• Text excerpt
Hattie et al. have written extensively about the power of feedback. In a recent article, Hattie has gone on to try to specify what kinds of feedback work best. The conclusions are as follows.
The content of Feedback: How, not only what
“Students highly benefit from feedback when it helps them not only to understand what mistakes they made, but also why they made these mistakes and what they can do to avoid them the next time.” So, feedback needs to give information about:
- The task
- The process
- Self-regulation
According to Hattie, we should “assist students in rejecting erroneous hypotheses and provide direction for searching and strategizing.” We should be helping students to answer questions such as: what’s the best way to prepare for this section? how should I approach this new task? how can I learn from the mistakes I made? Take a long-term view: in 20 years' time, what will our students still need to know from what they learned at school?
Feedback, Motivation & Positive Framing
It is tempting to say (in a comment): “She should work harder” or “This is a disappointing/ acceptable/ satisfactory result” or to tell a student, “I can see that you did not prepare well for the exam”. But what are we actually saying? Hattie says: “Feedback can have negative effects on motivation by reducing the experience of autonomy and self-efficacy when it is controlling, negative and uninformative”. Let’s decode some of those stock comments:
- “should work harder” and “did not prepare well”: OK, maybe, but HOW? what to focus on? what strategies to try next time?

• Set of tasks
**A)** Reproduce the passage on feedback from "Hattie et al." to "are as follows.", substituting "paper" for "article".
**B)** Gather each line of the listing that contains the string "shoulder". Case counts.

• Records supplied
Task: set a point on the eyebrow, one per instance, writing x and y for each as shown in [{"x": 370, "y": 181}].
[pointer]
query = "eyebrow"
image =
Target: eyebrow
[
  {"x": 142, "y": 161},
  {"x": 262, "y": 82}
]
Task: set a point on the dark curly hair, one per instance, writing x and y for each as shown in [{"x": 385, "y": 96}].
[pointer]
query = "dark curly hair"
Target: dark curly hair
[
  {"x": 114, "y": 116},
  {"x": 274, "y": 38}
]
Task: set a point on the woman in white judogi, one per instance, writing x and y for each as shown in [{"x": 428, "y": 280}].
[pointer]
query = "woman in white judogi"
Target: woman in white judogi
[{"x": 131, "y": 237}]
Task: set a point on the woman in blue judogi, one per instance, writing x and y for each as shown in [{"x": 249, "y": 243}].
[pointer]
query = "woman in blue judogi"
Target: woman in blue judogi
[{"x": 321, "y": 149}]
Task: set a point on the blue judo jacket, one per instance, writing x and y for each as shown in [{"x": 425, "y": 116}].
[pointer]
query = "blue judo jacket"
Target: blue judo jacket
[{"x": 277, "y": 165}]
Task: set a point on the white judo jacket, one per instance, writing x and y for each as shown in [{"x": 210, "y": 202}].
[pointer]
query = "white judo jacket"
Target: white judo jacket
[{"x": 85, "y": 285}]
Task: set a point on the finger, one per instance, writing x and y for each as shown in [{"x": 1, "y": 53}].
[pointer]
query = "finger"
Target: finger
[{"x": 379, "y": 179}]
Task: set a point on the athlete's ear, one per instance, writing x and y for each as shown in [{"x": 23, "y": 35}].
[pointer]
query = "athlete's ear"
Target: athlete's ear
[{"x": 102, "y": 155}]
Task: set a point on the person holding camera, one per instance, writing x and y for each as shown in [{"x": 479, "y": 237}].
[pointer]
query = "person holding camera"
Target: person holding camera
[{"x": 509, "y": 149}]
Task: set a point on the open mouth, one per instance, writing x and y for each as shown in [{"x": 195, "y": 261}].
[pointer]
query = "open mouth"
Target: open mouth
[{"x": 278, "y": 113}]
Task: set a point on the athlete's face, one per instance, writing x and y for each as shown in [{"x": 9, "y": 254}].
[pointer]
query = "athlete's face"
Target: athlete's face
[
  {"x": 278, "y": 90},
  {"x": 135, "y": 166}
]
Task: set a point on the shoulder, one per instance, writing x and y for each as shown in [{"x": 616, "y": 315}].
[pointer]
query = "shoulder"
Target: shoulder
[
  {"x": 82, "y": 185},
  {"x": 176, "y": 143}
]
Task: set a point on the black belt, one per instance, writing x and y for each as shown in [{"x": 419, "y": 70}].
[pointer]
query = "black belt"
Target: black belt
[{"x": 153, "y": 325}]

• The results
**A)**
Hattie et al. have written extensively about the power of feedback. In a recent paper, Hattie has gone on to try to specify what kinds of feedback work best. The conclusions are as follows.

**B)**
Task: set a point on the shoulder, one per instance, writing x and y for each as shown in [{"x": 616, "y": 315}].
query = "shoulder"
Target: shoulder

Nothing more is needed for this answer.